### Task set
1. Shorten the paragraph of the Arrow review that begins "Arrow’s shortened eighth and final season," keeping its main facts.
2. Write the next part of the Arrow review, picking up after its final sentence.

### Excerpt
──────
Arrow’s shortened eighth and final season hits a few speed bumps here and there, but it’s nonetheless a mostly fitting farewell to one of the most influential and iconic shows in The CW’s history. Arrow has truly had a hell of a run, not just because of how much great entertainment the show has provided throughout the strongest storylines spawned by its own world, but also due to its launch of series creator, Greg Berlanti into one of the most celebrated and busy television producers of the modern era. Berlanti’s rise off of Arrow not only helped spawn an entire universe of DC programming on The CW (all of which is overseen by Berlanti’s production arm), along with other, self-contained DC shows on streaming platforms, DC Universe and HBO Max (in fact, last year’s frustratingly-cancelled Swamp Thing series is the only live-action DC drama on DC Universe or HBO Max that Berlanti didn’t serve as a producer for at this point), but it also helped launch high-profile, Berlanti-produced shows independent of DC branding, including NBC’s Blindspot, The CW’s All-American, The CW’s Riverdale (along with its new spin-off, Katy Keene), and Netflix’s The Chilling Adventures of Sabrina.
──────
### Records shown
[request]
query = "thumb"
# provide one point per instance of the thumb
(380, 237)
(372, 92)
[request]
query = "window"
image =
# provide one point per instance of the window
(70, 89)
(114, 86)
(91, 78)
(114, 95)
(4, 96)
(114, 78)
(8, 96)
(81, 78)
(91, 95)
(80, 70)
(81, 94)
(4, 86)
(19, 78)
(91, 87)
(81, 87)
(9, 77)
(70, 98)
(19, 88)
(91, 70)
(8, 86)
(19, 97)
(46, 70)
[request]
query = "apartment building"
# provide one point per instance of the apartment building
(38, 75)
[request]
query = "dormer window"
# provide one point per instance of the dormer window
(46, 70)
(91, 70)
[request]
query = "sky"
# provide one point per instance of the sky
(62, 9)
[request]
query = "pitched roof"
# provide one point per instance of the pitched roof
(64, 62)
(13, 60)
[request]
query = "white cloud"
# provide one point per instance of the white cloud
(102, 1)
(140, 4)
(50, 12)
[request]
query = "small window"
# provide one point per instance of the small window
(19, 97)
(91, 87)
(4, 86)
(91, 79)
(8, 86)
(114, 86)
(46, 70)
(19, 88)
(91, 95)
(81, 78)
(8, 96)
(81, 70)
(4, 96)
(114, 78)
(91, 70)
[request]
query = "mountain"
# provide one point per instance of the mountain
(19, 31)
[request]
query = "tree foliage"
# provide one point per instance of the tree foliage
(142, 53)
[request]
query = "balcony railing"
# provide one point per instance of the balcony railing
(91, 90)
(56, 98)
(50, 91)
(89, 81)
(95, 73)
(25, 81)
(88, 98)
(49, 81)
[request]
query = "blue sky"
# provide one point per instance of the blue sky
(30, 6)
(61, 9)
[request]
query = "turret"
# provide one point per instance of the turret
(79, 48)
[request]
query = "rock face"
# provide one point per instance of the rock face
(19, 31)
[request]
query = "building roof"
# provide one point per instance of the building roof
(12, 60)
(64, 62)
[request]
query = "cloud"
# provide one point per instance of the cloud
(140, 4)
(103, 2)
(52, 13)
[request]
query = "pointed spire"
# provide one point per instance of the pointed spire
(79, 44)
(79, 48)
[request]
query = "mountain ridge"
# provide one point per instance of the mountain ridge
──────
### Final answers
1. Arrow’s shortened eighth and final season has a few rough spots but is mostly a fitting farewell to one of The CW’s most influential and iconic shows. Beyond its entertainment value, the series made its creator, Greg Berlanti, one of the most celebrated and busy TV producers of the modern era. His rise led to a whole universe of DC shows on The CW, overseen by his production arm. It also led to DC shows on DC Universe and HBO Max, where the canceled Swamp Thing is the only live-action DC drama he didn’t produce. It also helped launch Berlanti-produced shows outside DC branding: NBC’s Blindspot, The CW’s All-American, The CW’s Riverdale and its spin-off Katy Keene, and Netflix’s The Chilling Adventures of Sabrina.

2.
It can’t be understated just how much Arrow has raised the bar for the scope of modern television. To that end, the show receives a fitting, reverent tribute to its grand legacy throughout its final ten episodes. Maybe not every story arc from Arrow’s eight-year run ultimately ended up being brilliant, but this final season certainly brings the landmark journey of Oliver Queen to a worthy, bittersweet conclusion, setting the stage for a bold new era for the Arrowverse, while also fundamentally redesigning the multiverse fabric that holds together the various live-action DC adaptations throughout both television and movies. That’s not bad at all for a DC character that isn’t even generally part of major factions like the Justice League, and is seen as something of a B-lister in the printed panels. On our TV screens however, Oliver will always be fondly remembered as the man who saved the live-action DC multiverse, both metaphorically and literally, and set the stage for an entire pantheon of similarly great DC television programming in his wake.

Arrow's shortened eighth and final season effectively pays tribute to both the best and worst elements of the show's sweeping legacy, while allowing its lead hero a definitive sacrifice that changes the entire face of live-action DC media.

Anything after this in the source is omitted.